— Goal of the exercise —
List every line in the rows below that contains the string "bare". Matches are case-sensitive.

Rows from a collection

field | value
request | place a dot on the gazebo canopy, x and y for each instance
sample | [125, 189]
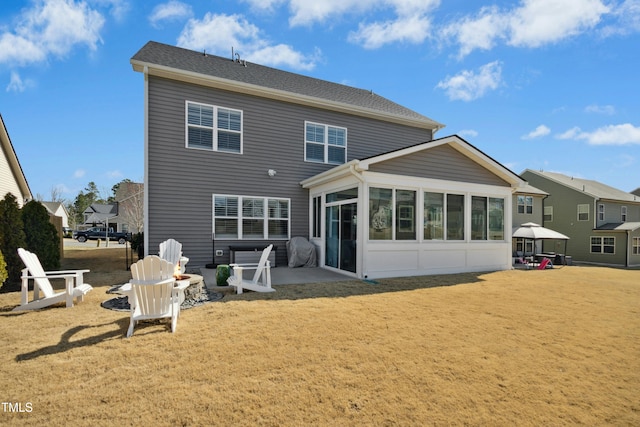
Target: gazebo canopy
[533, 231]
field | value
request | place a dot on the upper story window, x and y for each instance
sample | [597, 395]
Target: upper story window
[525, 204]
[324, 143]
[583, 212]
[213, 128]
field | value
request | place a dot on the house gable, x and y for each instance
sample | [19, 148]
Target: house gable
[12, 179]
[441, 162]
[188, 66]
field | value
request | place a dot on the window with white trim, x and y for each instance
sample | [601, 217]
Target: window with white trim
[583, 212]
[603, 245]
[525, 204]
[213, 128]
[251, 218]
[324, 143]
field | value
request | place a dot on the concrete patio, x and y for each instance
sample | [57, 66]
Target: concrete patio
[287, 276]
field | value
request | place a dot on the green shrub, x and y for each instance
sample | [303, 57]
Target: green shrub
[3, 270]
[41, 237]
[11, 238]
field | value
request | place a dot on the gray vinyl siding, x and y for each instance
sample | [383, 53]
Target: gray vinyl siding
[182, 181]
[442, 162]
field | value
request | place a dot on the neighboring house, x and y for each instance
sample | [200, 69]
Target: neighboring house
[12, 179]
[602, 222]
[100, 215]
[248, 155]
[58, 209]
[528, 207]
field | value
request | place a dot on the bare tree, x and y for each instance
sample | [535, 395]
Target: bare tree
[130, 198]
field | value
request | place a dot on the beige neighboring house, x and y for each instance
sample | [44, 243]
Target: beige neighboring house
[58, 209]
[12, 179]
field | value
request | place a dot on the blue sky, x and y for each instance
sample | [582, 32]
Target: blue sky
[538, 84]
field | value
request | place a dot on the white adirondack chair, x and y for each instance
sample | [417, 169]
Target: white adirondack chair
[171, 250]
[74, 284]
[261, 281]
[154, 293]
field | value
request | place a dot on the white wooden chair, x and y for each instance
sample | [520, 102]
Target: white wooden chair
[154, 293]
[261, 281]
[171, 250]
[74, 284]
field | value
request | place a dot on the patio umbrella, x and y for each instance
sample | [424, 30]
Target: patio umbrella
[533, 231]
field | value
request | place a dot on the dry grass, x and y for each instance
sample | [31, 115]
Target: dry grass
[516, 347]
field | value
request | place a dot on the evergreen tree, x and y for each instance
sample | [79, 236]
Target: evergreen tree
[41, 236]
[11, 238]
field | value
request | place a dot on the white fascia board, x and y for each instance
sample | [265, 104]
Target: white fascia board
[280, 95]
[331, 174]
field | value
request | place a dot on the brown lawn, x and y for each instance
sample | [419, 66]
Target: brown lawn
[556, 347]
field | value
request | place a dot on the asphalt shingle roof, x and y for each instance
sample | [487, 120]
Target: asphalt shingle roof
[596, 189]
[254, 74]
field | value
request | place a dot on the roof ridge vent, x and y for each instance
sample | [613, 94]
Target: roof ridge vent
[235, 57]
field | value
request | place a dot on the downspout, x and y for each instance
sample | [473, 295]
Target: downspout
[146, 160]
[356, 172]
[628, 249]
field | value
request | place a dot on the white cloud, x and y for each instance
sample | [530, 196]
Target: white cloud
[624, 134]
[114, 174]
[267, 5]
[601, 109]
[16, 84]
[218, 33]
[413, 29]
[533, 23]
[612, 135]
[469, 85]
[538, 132]
[626, 19]
[479, 32]
[50, 27]
[468, 133]
[305, 12]
[539, 22]
[170, 11]
[569, 134]
[411, 23]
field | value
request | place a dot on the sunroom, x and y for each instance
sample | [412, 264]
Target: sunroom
[433, 208]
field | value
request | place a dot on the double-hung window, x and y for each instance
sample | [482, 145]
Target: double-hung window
[250, 218]
[213, 128]
[603, 245]
[325, 144]
[525, 204]
[583, 212]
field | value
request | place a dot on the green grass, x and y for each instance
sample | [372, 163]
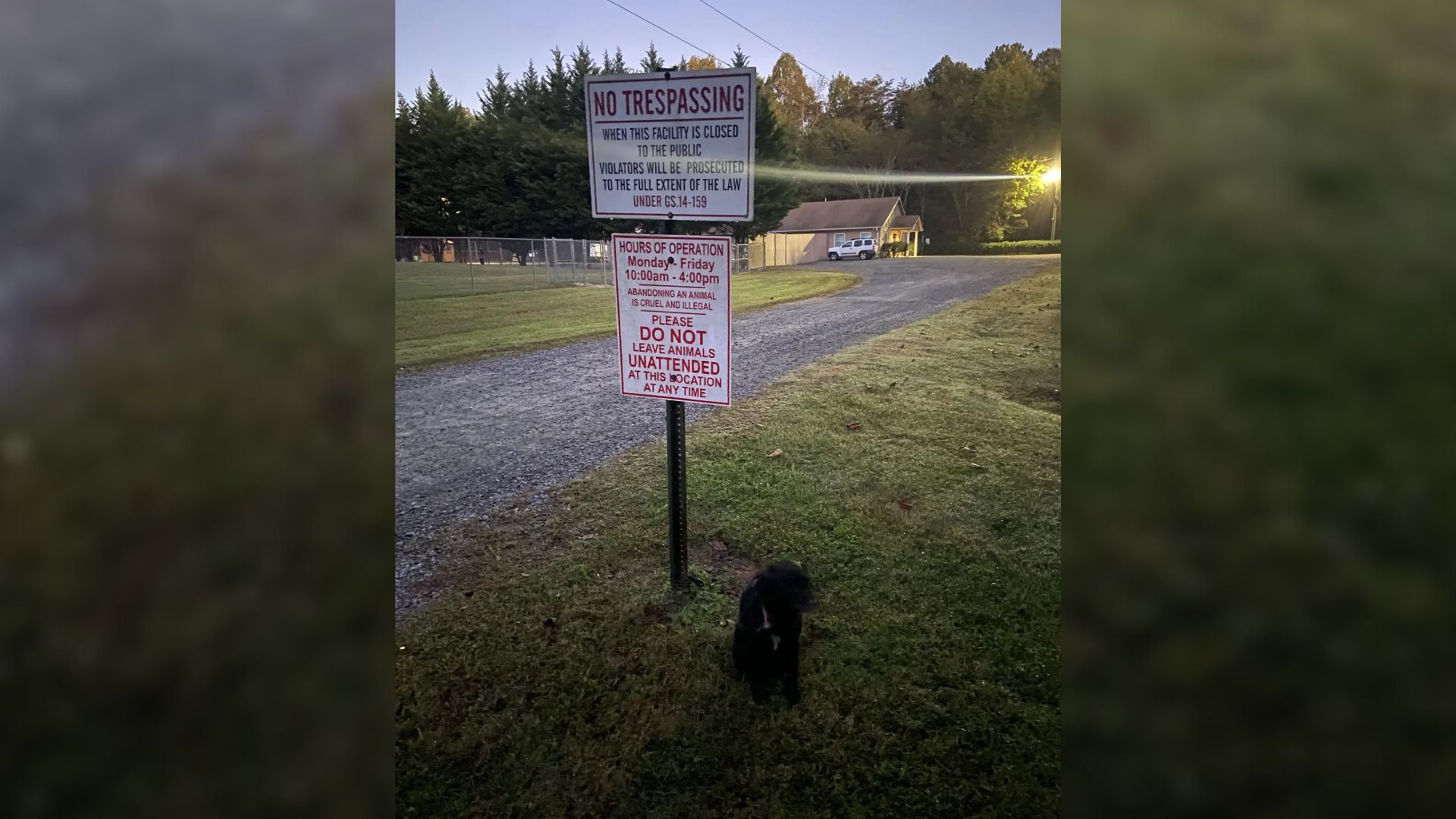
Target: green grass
[437, 280]
[438, 331]
[557, 675]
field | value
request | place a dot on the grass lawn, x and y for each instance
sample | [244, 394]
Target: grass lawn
[436, 280]
[438, 331]
[560, 676]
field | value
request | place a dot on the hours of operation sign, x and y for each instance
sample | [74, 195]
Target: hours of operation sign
[672, 145]
[673, 316]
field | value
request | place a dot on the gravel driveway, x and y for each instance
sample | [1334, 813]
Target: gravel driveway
[471, 436]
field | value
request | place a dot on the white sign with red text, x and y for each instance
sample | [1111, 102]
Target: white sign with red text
[673, 316]
[672, 145]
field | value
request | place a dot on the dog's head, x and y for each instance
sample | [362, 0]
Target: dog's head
[789, 585]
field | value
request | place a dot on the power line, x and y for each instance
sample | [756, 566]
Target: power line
[756, 34]
[667, 33]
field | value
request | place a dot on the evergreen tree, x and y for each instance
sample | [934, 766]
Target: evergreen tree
[495, 102]
[528, 95]
[582, 67]
[651, 63]
[558, 108]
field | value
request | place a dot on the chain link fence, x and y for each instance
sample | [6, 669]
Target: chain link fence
[465, 265]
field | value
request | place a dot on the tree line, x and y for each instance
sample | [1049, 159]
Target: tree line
[516, 164]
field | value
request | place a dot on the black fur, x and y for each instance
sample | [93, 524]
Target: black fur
[783, 594]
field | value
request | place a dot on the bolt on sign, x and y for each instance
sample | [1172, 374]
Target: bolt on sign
[672, 145]
[673, 316]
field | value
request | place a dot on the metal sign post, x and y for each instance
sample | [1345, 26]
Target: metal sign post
[676, 482]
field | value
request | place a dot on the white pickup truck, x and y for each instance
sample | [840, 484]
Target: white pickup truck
[862, 248]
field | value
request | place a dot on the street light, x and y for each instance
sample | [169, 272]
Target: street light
[1053, 177]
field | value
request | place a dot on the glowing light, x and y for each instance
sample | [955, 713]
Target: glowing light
[859, 175]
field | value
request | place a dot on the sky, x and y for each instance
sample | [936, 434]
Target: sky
[463, 41]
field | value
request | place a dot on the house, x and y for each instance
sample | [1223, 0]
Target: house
[823, 224]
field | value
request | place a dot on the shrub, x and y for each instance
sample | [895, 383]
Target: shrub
[1008, 248]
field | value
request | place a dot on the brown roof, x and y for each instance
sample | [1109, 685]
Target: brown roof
[837, 215]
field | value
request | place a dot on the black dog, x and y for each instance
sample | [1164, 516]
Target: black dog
[766, 642]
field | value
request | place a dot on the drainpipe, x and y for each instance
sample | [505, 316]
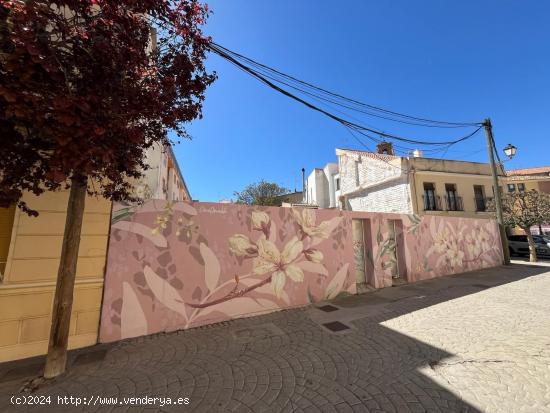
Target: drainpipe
[304, 192]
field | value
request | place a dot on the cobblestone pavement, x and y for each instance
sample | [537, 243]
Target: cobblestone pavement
[473, 342]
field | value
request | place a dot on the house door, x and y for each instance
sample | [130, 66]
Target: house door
[362, 251]
[396, 240]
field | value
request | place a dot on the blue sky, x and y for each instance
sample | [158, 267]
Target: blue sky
[448, 60]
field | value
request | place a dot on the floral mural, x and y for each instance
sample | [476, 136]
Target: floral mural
[180, 265]
[434, 246]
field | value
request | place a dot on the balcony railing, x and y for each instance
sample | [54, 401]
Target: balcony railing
[454, 203]
[432, 203]
[481, 203]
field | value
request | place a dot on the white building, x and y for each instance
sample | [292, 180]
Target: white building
[323, 187]
[375, 182]
[163, 179]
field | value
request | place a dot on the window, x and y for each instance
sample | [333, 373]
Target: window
[453, 201]
[479, 198]
[6, 225]
[430, 199]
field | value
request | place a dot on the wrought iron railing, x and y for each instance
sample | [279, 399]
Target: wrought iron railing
[481, 203]
[454, 203]
[432, 202]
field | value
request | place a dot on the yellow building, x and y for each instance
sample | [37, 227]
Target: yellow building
[383, 182]
[519, 180]
[527, 179]
[29, 258]
[30, 248]
[449, 187]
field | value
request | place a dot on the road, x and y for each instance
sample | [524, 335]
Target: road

— Expected answer —
request | place a dot on the bare tree, x and y for each instance
Target: bare tree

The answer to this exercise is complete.